• _Your objective_
Every entry is to be returned unchanged, and no picture is to be included.

Extracted data entries
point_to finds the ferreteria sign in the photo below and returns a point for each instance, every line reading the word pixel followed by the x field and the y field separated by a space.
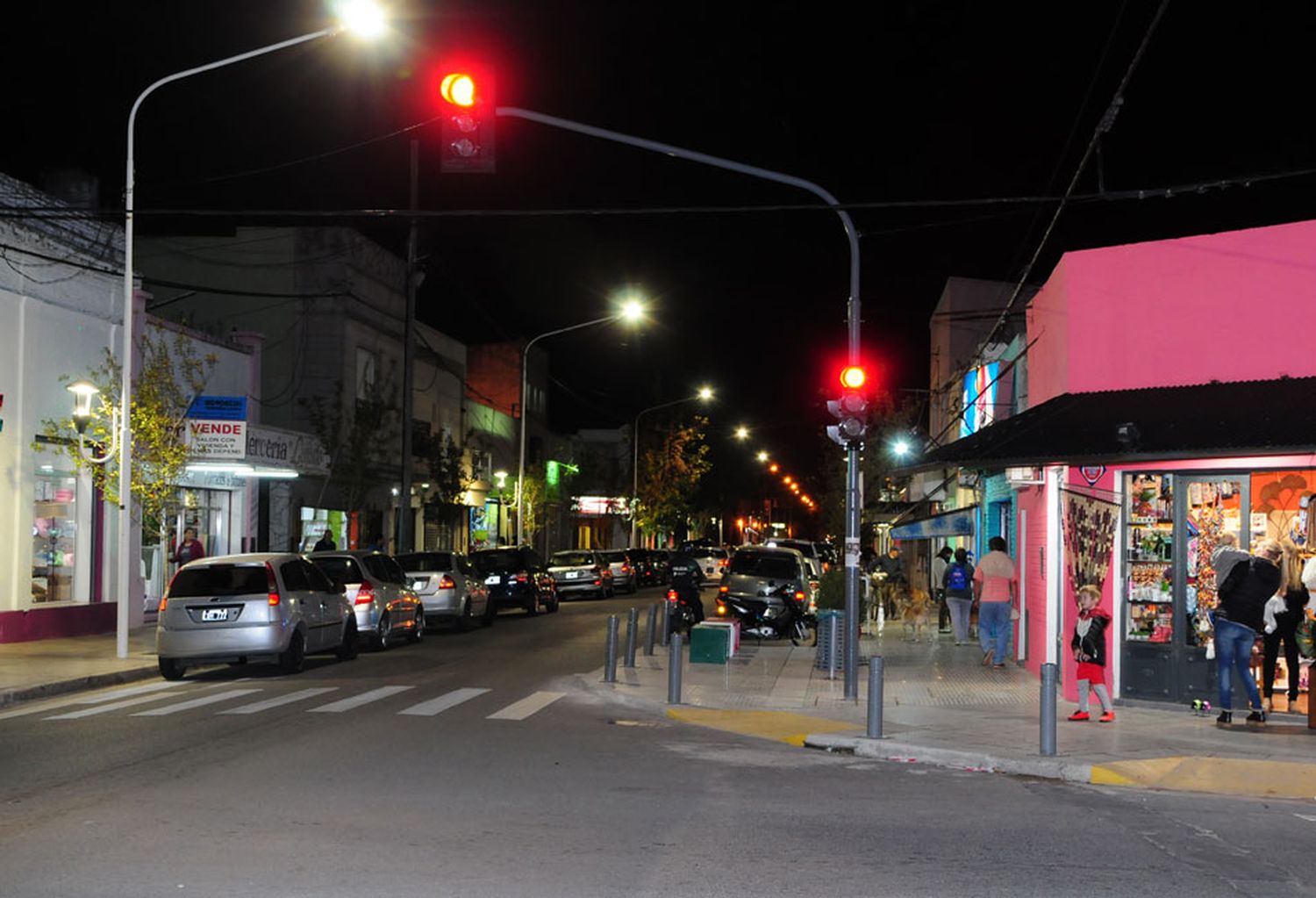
pixel 215 440
pixel 268 447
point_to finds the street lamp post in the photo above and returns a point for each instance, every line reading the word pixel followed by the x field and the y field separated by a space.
pixel 631 313
pixel 358 16
pixel 703 395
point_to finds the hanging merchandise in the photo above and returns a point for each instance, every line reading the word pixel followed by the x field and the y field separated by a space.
pixel 1089 539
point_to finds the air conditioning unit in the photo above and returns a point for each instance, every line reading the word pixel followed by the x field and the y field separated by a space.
pixel 1024 476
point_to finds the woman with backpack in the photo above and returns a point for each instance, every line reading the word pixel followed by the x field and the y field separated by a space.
pixel 958 582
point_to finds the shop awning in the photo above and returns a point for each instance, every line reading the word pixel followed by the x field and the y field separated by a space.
pixel 1205 420
pixel 948 523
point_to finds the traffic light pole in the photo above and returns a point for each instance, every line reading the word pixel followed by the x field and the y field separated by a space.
pixel 852 453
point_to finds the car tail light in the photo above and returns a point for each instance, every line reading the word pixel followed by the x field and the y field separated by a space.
pixel 366 594
pixel 271 584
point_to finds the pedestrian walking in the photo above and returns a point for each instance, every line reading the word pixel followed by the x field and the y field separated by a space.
pixel 995 587
pixel 1282 627
pixel 1239 619
pixel 958 589
pixel 1089 644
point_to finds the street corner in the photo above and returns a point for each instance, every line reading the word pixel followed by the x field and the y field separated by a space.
pixel 1258 779
pixel 778 726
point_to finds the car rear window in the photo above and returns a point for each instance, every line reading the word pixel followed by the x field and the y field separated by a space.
pixel 218 579
pixel 340 569
pixel 426 561
pixel 495 560
pixel 763 564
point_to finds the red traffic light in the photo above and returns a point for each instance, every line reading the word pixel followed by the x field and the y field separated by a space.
pixel 458 89
pixel 853 377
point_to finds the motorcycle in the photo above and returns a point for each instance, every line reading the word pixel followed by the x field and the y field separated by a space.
pixel 776 614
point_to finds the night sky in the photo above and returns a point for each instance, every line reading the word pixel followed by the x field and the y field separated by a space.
pixel 928 103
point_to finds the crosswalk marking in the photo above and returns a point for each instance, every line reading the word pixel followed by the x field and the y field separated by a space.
pixel 526 706
pixel 103 708
pixel 357 700
pixel 255 708
pixel 195 703
pixel 444 702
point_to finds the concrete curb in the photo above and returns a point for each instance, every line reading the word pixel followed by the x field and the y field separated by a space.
pixel 890 750
pixel 76 685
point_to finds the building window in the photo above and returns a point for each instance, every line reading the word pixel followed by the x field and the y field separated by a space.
pixel 54 535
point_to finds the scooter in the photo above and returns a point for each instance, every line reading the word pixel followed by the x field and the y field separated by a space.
pixel 776 615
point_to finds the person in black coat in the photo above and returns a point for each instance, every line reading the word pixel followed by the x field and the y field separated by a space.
pixel 1239 621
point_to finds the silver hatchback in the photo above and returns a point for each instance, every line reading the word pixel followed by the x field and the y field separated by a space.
pixel 245 607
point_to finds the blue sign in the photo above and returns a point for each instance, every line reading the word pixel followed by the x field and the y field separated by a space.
pixel 218 408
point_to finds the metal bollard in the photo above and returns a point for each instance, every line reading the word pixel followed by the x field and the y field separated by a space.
pixel 610 663
pixel 876 697
pixel 674 671
pixel 1048 723
pixel 652 629
pixel 632 624
pixel 833 644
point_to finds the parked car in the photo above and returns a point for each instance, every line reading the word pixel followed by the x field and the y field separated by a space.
pixel 626 578
pixel 516 578
pixel 581 571
pixel 449 589
pixel 712 561
pixel 805 548
pixel 249 607
pixel 379 592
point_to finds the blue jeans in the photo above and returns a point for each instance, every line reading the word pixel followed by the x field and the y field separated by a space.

• _Response box_
point_to finds the ferreteria sign in the photo below and returns a point for each instance, every line reading the word pixel followed by the x field and the y field separated by a space.
pixel 215 440
pixel 268 447
point_to finds the street lamp post in the photo above and returns a point for each instance, every line reading the word pixel followed by the x field and the y field separated by a space.
pixel 631 313
pixel 358 16
pixel 703 395
point_to finds the hanging merchandise in the photo above and returns a point for each instance, every line reading the word pixel followed by the x field and the y field separated by a space.
pixel 1089 539
point_to finds the air conditioning unit in the photo above and returns a point for each instance, every line reading the word pixel followed by the x field and the y field separated by a space.
pixel 1024 476
point_to finds the woman with backpack in the photo above and returns a point for each instance, every line reading the word pixel followed by the x field and the y field separated by a space.
pixel 958 582
point_to finds the shop awning in the photo above and returns a point for each instance, every line reading the word pixel followed by the x field and the y field separated by a space.
pixel 1205 420
pixel 948 523
point_to finds the traffic light pole in the photo above and returns a point for each instance, every line reading the word pixel followed by the x field and the y field separated by a space.
pixel 852 453
point_to finds the car tail light in the photo above and returns a point for each instance, every line reading the word pixel followed by the x field and the y field separated by a space.
pixel 366 594
pixel 271 584
point_to finds the pedestrian walking in the photo above and returns a point for each instance, every line reading the word pixel followed by the x field and the y field separated by a space.
pixel 995 587
pixel 1282 627
pixel 1239 619
pixel 958 589
pixel 1089 644
point_to finds the street corner in the photo above and returns a point for each instance, every line reading the word pixel followed by the x field and the y field separated by a space.
pixel 1258 779
pixel 778 726
point_to finds the car rear window in the photo above and returns a point for each instance, every line reading the word pixel followed by the x field and the y field separated by a space.
pixel 218 579
pixel 340 569
pixel 426 561
pixel 495 560
pixel 763 564
point_to finds the red traffic light in the photo above and returns a point for each instance, every line reading the word pixel followed by the x field and the y field separated by a space.
pixel 458 89
pixel 853 377
point_to finds the motorcycle in the photo above and returns a point for each instance, every line reading the word pixel followed by the x field and the y field separated by a space.
pixel 776 614
point_to finds the night sky in the photo above and returns a point for each instance, every line reading the word pixel followed by the x field and the y field separated by a space.
pixel 928 103
point_to finds the crosswalk marking in the photo above and returns a point for each instance, every line reading the word pixel followed by the x field and the y field separated by a space.
pixel 526 706
pixel 103 708
pixel 357 700
pixel 255 708
pixel 195 703
pixel 444 702
point_to finds the concrete curb in the photo above and returns a point for each instance, every line reading the word pixel followed by the x field and the y field separated by a space.
pixel 890 750
pixel 76 685
point_to finds the building window in the photo above and returns a point for each instance, every line reading the word pixel followed by the x field and the y field separated by a space.
pixel 54 535
point_to finds the scooter in the photo above and returns a point for each instance, every line reading the word pixel followed by the x field and the y field separated by a space.
pixel 776 615
point_to finds the person in black coat in the photo above and returns a point for each instance, every line reading the word pixel followed by the x field and the y field separated by a space.
pixel 1239 621
point_to finds the silver hatchback in the photo above and returns a point for each instance, every line reading the word pixel followed by the x field and the y field separated by a space.
pixel 245 607
point_to finds the blue sign in the photo above and returns a point for each instance, every line reading the word pixel followed by the x field and the y field separated by a space.
pixel 218 408
point_to finds the metal bollard in the photo above and returns a point for each instance, every line reading the word pixel followed by the x field and the y field separated by a space.
pixel 610 663
pixel 876 697
pixel 674 671
pixel 1048 723
pixel 652 629
pixel 632 624
pixel 833 644
point_to finds the parked car in the photo above and returns a point for each instance, every line reading the word pixel followed by the x field and the y field separated by a space.
pixel 626 578
pixel 516 578
pixel 581 571
pixel 449 589
pixel 712 561
pixel 805 548
pixel 249 607
pixel 379 592
point_to finds the blue jeans in the photo above and returns a point for each instance, every line reading the word pixel followed by the x field and the y field separated by a space.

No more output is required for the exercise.